Assignment
Could you write out the records below exactly, without omitting a line?

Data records
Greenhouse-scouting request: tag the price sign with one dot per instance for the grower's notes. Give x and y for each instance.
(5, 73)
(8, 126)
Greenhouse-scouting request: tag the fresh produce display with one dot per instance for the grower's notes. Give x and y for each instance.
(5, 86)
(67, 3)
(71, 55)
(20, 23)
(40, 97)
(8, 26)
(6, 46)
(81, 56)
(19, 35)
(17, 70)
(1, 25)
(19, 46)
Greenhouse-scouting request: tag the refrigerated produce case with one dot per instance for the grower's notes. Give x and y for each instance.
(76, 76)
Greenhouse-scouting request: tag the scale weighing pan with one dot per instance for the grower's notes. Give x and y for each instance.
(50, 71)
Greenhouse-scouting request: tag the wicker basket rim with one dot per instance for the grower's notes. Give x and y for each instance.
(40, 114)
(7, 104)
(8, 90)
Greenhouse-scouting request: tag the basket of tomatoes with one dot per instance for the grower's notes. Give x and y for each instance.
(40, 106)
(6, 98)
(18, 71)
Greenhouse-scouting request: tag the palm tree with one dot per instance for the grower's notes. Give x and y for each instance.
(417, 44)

Answer box
Greenhouse-scouting request: tag the price sign with one dot per instance for the grower's notes. Give x and y for each instance.
(5, 73)
(8, 126)
Greenhouse-scouting request: tag the fresh produce display with one dot per instance for the grower's notes. Give x and y for each instance.
(5, 86)
(67, 3)
(71, 55)
(20, 23)
(40, 97)
(8, 26)
(6, 46)
(81, 56)
(19, 35)
(17, 70)
(1, 25)
(19, 46)
Greenhouse-scouting request: tag the refrigerated produce case with one dot per instance for the grower's notes. Give x and y for each instance.
(76, 76)
Greenhouse-scouting request: tag the scale weighing pan with one dot per instance for the grower's notes. Give x and y for each instance.
(50, 71)
Greenhouse-scouting request: tag the wicker basket rim with one dot per instance for the grower's notes. Give x and y for each instance.
(40, 114)
(7, 104)
(8, 90)
Greenhouse-scouting request: tag the basket of tomatoes with one dot per instance for the grower's notes. Give x and y for each instance.
(40, 106)
(6, 98)
(18, 71)
Greenhouse-scouting request: tag the palm tree with one dot per instance for the grower's notes. Give x and y for each instance.
(417, 44)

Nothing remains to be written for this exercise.